Activity = Word for word, restate the records that come after this.

:: Records supplied

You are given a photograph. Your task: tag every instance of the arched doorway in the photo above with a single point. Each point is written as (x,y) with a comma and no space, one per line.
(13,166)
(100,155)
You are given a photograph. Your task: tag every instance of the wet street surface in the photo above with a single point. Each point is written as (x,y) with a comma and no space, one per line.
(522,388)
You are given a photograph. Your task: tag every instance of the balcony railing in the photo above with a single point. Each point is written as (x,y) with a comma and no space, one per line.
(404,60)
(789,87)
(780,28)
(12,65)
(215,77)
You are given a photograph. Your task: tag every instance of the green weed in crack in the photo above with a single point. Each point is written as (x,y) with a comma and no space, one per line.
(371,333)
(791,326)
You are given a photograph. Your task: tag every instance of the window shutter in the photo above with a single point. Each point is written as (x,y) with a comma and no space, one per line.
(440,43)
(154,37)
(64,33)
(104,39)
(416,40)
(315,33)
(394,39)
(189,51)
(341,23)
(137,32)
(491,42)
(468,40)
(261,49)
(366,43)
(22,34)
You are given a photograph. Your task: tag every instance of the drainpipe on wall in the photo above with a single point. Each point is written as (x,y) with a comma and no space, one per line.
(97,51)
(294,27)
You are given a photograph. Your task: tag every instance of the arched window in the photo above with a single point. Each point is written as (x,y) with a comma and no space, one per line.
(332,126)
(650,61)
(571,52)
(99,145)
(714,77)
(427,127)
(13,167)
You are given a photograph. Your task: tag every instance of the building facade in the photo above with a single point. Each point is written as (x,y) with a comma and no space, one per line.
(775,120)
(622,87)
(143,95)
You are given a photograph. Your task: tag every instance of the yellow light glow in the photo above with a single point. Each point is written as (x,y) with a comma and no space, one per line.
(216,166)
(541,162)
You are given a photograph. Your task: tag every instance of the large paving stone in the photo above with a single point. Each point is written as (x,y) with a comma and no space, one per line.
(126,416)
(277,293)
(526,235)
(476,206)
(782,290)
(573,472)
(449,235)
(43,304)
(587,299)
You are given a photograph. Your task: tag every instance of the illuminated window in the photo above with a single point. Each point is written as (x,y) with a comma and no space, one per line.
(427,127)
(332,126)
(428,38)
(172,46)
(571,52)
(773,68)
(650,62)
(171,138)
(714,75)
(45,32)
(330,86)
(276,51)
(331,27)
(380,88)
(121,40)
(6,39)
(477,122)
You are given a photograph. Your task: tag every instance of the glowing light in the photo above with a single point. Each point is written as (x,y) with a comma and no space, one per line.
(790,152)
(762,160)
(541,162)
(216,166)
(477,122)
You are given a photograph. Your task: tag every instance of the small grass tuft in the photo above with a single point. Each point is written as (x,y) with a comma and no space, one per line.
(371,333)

::::

Solution for this problem =
You are given a photograph. Your task: tag every instance of the arched doorway in the photo above with a single point. Each point is written as (x,y) with a comma and no space, one per line.
(13,166)
(100,155)
You are given a photograph. Your task: tag every instance of the wet street surface in the photo above with a single point. Each point is written as (x,y) with a comma and no space, one per line.
(522,388)
You are given a photograph. Your task: tag every instance of the balcony railing in the photo above with a single point. Each point is written as (x,y) with a comma and no space, one per line.
(404,60)
(789,87)
(780,28)
(12,65)
(215,77)
You are given a photograph. Your task: tag every instance of the green weed in crack in the photo above with a single point. Each point is written as (x,y) with a comma and no space, one per line.
(371,333)
(791,326)
You are given a photograph. Your task: tag every instance of the window shutter in the photo above with a single point. Each point is written as (x,y) with a comma and no space, one per line.
(440,43)
(154,37)
(64,33)
(104,39)
(416,40)
(315,33)
(394,39)
(189,51)
(341,23)
(137,32)
(491,42)
(468,40)
(261,49)
(366,43)
(22,34)
You are given a photograph. Your task: tag every instance of the drainpipe on wall in the photo above with a single point. Each point is written as (x,y) with a comma and no space, one per line.
(97,51)
(294,27)
You are given a photograph. Your task: tag every instance of the arched window in the photo above with a single point. Each point is written as (x,y) with a comma and no space, one per line.
(332,126)
(650,61)
(571,52)
(99,145)
(714,77)
(427,127)
(13,167)
You are given a photograph. Your task: tag every instance of the building facade in the photo above with a single point. Each point is written as (x,y) with a comma and no space, one per line.
(775,120)
(622,87)
(143,95)
You are given a photograph. Your task: tag every instance of the yellow light glow in the photo above with a single point. Each point is written as (x,y) with a comma and no space, one per line.
(216,166)
(541,162)
You are given a photograph. Your task: tag every instance of the large paving stone in the photo above with a single point. Each point is written as (x,y) with a comma and no space, one per line.
(126,416)
(277,293)
(526,235)
(476,206)
(782,290)
(573,472)
(449,235)
(43,304)
(587,299)
You are given a photograph. Your task: tag every instance of the illuminated window in the photo above with a single point. Each point is written as (x,y) with a comma and no space, one per line.
(427,127)
(332,126)
(428,38)
(172,46)
(571,52)
(773,68)
(650,62)
(171,138)
(714,75)
(45,32)
(330,86)
(276,51)
(331,27)
(380,88)
(121,40)
(6,39)
(477,122)
You are given a photograph. Your task: tag every instance of the glowing light in the photo above with a single point. Each point is written as (x,y) with a comma and no space, one per line.
(790,152)
(762,160)
(541,162)
(216,166)
(477,122)
You are given a photograph. Your task: tag every instance of the small grass tuft in the photo above with a single point. Each point is written as (x,y) with a comma and no space, one per line.
(371,333)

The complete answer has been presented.